§ **COSA SI CHIEDE**: Secondo il testo su Dahomey, quale presidente volle fortemente i festeggiamenti con cui la restituzione fu accolta in Benin?
------ TESTO MOSTRATO ------
Dahomey, di Mati Diop
Il documentario sulle 26 opere che dalla Francia ritornano in Benin ragiona sulle cicatrici del passato coloniale e si apre all’evocazione poetica. Orso d’oro alla 74° Berlinale.
Nel novembre del 2021, ventisei opere del tesoro del regno di Dahomey lasciano Parigi per ritornare nel loro paese d’origine, in Benin. Statue che raffigurano gli antichi sovrani in aspetto teriomorfo, con evidenti finalità di culto, troni di legno che propugnano un’ideologia di dominio, testimonianza storica e propaganda che si mescolano al vudù… È solo una minima parte delle oltre mille opere saccheggiate dalle truppe coloniali francesi durante la loro guerra di conquista contro il re Béhanzin, alla fine dell’Ottocento. Eppure si tratta di una restituzione dal valore simbolico innegabile. Tanto da venire accolta in patria con festeggiamenti in grande stile, fortemente voluti dal presidente del Benin, Patrice Talon.
------ DATI REGISTRATI ------
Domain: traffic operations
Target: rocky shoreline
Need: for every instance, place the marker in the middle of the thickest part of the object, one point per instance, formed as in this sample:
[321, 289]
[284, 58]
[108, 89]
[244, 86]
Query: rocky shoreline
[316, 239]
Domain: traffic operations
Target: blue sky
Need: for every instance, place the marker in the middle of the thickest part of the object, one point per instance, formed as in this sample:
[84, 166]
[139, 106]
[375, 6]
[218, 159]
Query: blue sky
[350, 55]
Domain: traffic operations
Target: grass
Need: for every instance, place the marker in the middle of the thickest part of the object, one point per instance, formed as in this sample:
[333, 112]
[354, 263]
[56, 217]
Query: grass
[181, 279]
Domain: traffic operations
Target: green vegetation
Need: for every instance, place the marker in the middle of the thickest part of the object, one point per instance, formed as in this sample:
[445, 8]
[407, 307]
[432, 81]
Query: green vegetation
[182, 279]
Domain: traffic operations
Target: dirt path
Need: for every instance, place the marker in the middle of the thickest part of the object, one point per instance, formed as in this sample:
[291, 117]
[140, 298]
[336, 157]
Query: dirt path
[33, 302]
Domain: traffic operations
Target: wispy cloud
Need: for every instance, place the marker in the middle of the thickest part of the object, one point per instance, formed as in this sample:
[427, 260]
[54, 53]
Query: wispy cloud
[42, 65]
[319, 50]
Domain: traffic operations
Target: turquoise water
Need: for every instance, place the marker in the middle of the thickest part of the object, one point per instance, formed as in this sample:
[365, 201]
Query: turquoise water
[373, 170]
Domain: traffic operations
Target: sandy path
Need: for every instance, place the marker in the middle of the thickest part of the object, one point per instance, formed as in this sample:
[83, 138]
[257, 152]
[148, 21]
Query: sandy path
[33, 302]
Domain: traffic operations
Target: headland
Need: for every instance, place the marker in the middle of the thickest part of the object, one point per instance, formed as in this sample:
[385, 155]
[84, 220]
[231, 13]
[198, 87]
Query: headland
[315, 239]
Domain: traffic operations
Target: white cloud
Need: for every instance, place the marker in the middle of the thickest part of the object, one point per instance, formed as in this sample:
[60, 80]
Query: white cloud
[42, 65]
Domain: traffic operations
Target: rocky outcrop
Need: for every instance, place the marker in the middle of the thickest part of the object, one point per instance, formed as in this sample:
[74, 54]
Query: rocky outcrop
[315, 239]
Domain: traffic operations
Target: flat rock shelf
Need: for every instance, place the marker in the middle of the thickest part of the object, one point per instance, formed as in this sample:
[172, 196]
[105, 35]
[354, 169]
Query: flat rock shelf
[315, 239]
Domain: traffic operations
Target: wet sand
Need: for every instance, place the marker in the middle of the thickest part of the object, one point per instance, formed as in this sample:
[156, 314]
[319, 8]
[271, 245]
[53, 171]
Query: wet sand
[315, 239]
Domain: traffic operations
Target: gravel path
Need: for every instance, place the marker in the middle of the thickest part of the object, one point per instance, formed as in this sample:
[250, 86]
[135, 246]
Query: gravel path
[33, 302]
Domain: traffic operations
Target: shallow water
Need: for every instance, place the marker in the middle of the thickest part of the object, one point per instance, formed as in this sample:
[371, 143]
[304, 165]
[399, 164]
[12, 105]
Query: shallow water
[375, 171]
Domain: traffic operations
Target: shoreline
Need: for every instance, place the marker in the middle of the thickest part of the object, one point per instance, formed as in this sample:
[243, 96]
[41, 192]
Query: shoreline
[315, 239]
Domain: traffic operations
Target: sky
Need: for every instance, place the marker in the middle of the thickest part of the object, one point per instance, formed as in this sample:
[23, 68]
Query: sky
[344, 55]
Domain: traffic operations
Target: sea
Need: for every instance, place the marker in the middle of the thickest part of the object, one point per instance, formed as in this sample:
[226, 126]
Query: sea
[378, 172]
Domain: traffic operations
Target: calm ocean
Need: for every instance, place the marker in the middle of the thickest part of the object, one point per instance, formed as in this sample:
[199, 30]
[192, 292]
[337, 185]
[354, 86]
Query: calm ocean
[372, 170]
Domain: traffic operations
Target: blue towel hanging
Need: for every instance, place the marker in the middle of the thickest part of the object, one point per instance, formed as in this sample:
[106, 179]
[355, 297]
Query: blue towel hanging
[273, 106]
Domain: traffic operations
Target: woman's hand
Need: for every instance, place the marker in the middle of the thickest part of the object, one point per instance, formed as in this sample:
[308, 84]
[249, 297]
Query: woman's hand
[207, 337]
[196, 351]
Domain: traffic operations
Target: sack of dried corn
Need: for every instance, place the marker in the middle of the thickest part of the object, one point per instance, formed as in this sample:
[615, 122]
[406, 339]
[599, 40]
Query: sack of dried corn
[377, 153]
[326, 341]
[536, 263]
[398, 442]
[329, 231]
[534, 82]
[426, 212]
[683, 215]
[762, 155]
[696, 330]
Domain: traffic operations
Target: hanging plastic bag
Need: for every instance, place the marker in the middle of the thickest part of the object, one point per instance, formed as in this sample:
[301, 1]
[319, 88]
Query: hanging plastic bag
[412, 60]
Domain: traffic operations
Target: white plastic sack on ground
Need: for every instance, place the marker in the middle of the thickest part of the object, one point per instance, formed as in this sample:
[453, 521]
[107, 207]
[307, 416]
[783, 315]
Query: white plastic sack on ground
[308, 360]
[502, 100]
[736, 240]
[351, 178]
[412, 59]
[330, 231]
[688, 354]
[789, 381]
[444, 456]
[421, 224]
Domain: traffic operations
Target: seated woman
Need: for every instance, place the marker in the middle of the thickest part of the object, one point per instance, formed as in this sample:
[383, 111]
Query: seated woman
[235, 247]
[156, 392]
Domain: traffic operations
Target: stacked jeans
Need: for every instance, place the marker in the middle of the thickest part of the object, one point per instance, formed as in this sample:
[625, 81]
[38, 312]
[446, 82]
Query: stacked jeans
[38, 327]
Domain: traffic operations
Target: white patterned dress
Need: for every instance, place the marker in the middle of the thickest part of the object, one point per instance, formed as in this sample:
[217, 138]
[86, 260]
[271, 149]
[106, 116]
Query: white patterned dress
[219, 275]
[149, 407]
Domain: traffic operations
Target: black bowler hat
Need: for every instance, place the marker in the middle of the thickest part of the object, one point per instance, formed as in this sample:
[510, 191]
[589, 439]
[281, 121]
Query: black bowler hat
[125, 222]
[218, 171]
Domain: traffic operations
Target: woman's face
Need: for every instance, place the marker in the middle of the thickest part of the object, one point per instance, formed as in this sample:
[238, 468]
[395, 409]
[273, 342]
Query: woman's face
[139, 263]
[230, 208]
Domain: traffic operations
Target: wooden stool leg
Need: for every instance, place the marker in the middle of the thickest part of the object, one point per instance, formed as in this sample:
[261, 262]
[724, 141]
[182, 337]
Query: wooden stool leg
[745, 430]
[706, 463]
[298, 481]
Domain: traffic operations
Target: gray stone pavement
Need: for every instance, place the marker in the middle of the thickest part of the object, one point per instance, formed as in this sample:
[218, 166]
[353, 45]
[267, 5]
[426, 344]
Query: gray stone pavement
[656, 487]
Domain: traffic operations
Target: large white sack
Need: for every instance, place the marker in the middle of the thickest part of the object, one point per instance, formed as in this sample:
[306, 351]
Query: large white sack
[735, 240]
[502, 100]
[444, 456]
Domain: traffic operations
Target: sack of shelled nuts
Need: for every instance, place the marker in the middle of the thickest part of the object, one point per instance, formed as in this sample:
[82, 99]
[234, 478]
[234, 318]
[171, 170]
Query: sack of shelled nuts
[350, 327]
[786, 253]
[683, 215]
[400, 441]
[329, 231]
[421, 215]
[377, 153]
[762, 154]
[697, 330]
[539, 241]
------
§ **RISPOSTA**: Patrice Talon, presidente del Benin.